What needs to be done » Nothing should be left out: repeat all the data exactly.

═════ Supplied data

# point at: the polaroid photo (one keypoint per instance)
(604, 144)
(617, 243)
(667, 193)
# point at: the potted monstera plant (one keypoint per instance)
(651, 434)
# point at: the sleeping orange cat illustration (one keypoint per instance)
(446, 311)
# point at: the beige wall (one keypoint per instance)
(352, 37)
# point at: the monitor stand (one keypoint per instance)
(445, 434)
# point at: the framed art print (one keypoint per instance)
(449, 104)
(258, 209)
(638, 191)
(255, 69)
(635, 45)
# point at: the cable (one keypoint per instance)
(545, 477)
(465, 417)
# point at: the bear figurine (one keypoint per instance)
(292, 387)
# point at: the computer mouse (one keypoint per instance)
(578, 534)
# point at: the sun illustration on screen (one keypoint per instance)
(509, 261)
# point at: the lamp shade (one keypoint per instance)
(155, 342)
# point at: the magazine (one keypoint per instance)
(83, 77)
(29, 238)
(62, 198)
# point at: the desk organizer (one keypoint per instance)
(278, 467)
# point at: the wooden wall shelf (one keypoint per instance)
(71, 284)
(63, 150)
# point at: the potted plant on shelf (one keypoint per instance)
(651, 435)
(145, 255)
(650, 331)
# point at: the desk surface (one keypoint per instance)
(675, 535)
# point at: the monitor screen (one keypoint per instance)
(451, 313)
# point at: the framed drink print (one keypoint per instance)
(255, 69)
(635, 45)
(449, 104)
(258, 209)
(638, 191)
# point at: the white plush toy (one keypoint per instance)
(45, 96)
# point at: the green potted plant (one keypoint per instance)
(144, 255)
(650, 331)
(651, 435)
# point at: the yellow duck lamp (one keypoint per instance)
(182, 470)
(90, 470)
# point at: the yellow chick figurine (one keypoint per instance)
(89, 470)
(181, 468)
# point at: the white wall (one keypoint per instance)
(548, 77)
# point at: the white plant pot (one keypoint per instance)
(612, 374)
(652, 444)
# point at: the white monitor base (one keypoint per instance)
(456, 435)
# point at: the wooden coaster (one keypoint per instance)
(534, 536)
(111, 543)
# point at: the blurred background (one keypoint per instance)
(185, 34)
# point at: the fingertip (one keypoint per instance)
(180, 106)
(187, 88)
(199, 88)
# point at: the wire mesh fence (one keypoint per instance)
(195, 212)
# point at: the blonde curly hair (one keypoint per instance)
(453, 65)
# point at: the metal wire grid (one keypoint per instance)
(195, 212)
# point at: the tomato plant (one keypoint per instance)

══════════

Final answer »
# point at: the polaroid photo (one keypoint per instance)
(604, 144)
(617, 243)
(667, 193)
# point at: the potted monstera plant (one keypoint per instance)
(651, 434)
# point at: the sleeping orange cat illustration (one keypoint per instance)
(446, 311)
# point at: the beige wall (one keypoint per instance)
(352, 37)
# point at: the monitor stand (one keypoint per instance)
(445, 434)
# point at: the framed art print (one keypoint per instance)
(449, 104)
(258, 209)
(638, 191)
(255, 69)
(635, 45)
# point at: the cable (one keypoint per instance)
(545, 477)
(465, 417)
# point at: the bear figurine (one keypoint per instance)
(292, 387)
# point at: the computer mouse (one keypoint per instance)
(578, 534)
# point at: the sun illustration on screen (one keypoint per instance)
(509, 261)
# point at: the lamp shade (one keypoint per instance)
(155, 342)
# point at: the magazine (one keypoint per instance)
(83, 77)
(29, 238)
(62, 198)
# point at: the desk organizer (one keypoint per instance)
(278, 467)
# point at: the wooden wall shelf (one keypoint per instance)
(71, 284)
(63, 150)
# point at: the potted plant on shelf (one keypoint per instance)
(651, 435)
(145, 255)
(650, 331)
# point at: the desk surface (one keypoint per instance)
(675, 535)
# point at: the monitor screen (one keypoint per instance)
(451, 313)
# point at: the framed drink print (one keypoint per instance)
(255, 69)
(635, 45)
(449, 104)
(258, 209)
(638, 191)
# point at: the white plush toy (one keypoint per instance)
(45, 96)
# point at: the green potted plant (one keypoint per instance)
(144, 255)
(650, 331)
(651, 435)
# point at: the yellow duck lamp (one keypoint per instance)
(182, 470)
(90, 470)
# point at: the yellow chick figurine (one keypoint per instance)
(89, 470)
(181, 468)
# point at: the white wall (one keypoint per instance)
(548, 77)
# point at: the white plant pot (one keypoint per instance)
(612, 374)
(652, 444)
# point at: the white monitor base (one keypoint per instance)
(456, 435)
# point at: the wooden coaster (one keypoint per instance)
(534, 536)
(111, 543)
# point at: the blurred background (one keypoint per instance)
(185, 34)
# point at: the fingertip (one keypoint per instance)
(180, 106)
(187, 88)
(199, 88)
# point at: the wire mesh fence (one keypoint per instance)
(195, 212)
# point at: the blonde curly hair (one keypoint per instance)
(453, 65)
# point at: the metal wire grid (one keypoint per instance)
(195, 212)
# point at: the tomato plant (one keypoint per instance)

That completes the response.